(Assignment) Scan the entries for the word "large" and return every line that has it.

Excerpts from a dataset:

········

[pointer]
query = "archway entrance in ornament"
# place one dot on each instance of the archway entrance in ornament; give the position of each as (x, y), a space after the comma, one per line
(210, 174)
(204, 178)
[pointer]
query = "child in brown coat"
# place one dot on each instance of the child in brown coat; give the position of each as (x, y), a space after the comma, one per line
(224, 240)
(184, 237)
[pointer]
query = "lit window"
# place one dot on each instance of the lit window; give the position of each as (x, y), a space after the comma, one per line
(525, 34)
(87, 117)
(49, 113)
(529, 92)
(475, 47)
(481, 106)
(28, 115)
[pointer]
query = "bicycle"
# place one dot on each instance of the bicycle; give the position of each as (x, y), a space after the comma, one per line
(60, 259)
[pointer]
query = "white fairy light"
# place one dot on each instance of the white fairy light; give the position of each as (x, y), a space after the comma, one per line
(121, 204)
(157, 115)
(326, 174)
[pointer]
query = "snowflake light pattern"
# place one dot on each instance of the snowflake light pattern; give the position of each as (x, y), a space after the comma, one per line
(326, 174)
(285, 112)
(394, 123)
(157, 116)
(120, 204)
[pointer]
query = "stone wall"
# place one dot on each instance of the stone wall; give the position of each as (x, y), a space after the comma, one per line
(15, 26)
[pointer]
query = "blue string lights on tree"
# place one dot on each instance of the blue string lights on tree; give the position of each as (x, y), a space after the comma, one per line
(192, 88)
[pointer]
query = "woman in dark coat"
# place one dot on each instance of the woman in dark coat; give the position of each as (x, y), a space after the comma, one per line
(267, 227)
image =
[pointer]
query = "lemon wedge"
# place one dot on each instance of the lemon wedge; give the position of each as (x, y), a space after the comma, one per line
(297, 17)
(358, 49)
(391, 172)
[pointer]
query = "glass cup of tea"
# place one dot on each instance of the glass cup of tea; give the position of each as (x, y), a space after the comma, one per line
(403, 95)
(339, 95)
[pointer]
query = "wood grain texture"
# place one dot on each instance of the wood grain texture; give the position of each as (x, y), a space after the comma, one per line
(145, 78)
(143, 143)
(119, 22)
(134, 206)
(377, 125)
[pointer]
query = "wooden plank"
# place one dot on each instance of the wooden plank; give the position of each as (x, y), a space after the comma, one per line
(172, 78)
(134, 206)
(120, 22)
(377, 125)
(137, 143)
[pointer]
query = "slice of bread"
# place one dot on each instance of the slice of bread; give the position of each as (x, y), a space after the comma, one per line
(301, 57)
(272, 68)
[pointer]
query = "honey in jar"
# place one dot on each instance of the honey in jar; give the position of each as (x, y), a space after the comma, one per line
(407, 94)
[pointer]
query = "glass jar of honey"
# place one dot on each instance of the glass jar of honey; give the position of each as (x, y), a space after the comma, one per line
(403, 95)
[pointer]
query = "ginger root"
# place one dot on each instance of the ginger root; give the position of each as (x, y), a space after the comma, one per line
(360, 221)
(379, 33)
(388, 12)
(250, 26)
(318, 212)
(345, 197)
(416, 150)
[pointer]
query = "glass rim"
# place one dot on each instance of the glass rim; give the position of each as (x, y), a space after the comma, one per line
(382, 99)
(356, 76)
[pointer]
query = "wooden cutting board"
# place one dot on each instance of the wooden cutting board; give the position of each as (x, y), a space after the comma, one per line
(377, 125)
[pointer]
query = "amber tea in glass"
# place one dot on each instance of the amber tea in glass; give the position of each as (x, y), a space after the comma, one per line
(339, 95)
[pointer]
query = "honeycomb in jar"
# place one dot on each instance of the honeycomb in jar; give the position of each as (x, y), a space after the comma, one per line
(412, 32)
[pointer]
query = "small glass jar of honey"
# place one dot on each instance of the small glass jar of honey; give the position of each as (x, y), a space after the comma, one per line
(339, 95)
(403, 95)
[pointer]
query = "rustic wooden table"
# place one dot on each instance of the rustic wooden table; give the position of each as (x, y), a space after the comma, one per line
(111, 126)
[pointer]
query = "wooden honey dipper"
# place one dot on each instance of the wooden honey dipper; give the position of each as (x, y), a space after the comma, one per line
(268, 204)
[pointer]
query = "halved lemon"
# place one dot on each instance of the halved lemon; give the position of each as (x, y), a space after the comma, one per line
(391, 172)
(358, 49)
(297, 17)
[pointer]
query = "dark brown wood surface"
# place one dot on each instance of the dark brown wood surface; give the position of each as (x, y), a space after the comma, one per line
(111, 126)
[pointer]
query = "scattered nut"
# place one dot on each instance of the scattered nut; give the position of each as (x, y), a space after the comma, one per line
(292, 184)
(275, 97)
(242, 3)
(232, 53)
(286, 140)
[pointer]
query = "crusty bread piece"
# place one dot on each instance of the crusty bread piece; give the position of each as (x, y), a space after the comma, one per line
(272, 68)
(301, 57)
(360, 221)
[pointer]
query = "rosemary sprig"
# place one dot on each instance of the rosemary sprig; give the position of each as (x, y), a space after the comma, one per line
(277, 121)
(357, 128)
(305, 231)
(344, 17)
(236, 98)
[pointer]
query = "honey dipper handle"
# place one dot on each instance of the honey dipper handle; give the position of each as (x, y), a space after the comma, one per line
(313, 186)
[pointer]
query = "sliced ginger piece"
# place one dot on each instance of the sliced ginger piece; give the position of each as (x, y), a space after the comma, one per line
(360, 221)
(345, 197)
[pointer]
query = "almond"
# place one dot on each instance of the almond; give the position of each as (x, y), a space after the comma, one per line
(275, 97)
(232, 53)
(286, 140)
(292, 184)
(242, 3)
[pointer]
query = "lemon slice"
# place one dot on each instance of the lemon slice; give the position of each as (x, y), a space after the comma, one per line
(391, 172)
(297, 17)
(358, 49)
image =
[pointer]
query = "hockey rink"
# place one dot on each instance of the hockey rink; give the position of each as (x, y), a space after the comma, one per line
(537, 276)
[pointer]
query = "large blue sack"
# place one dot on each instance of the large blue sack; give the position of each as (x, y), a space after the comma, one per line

········

(Solution to the exercise)
query = "large blue sack"
# place one dot on each instance of the large blue sack; give the position of each as (x, y), a space after the comma, one per line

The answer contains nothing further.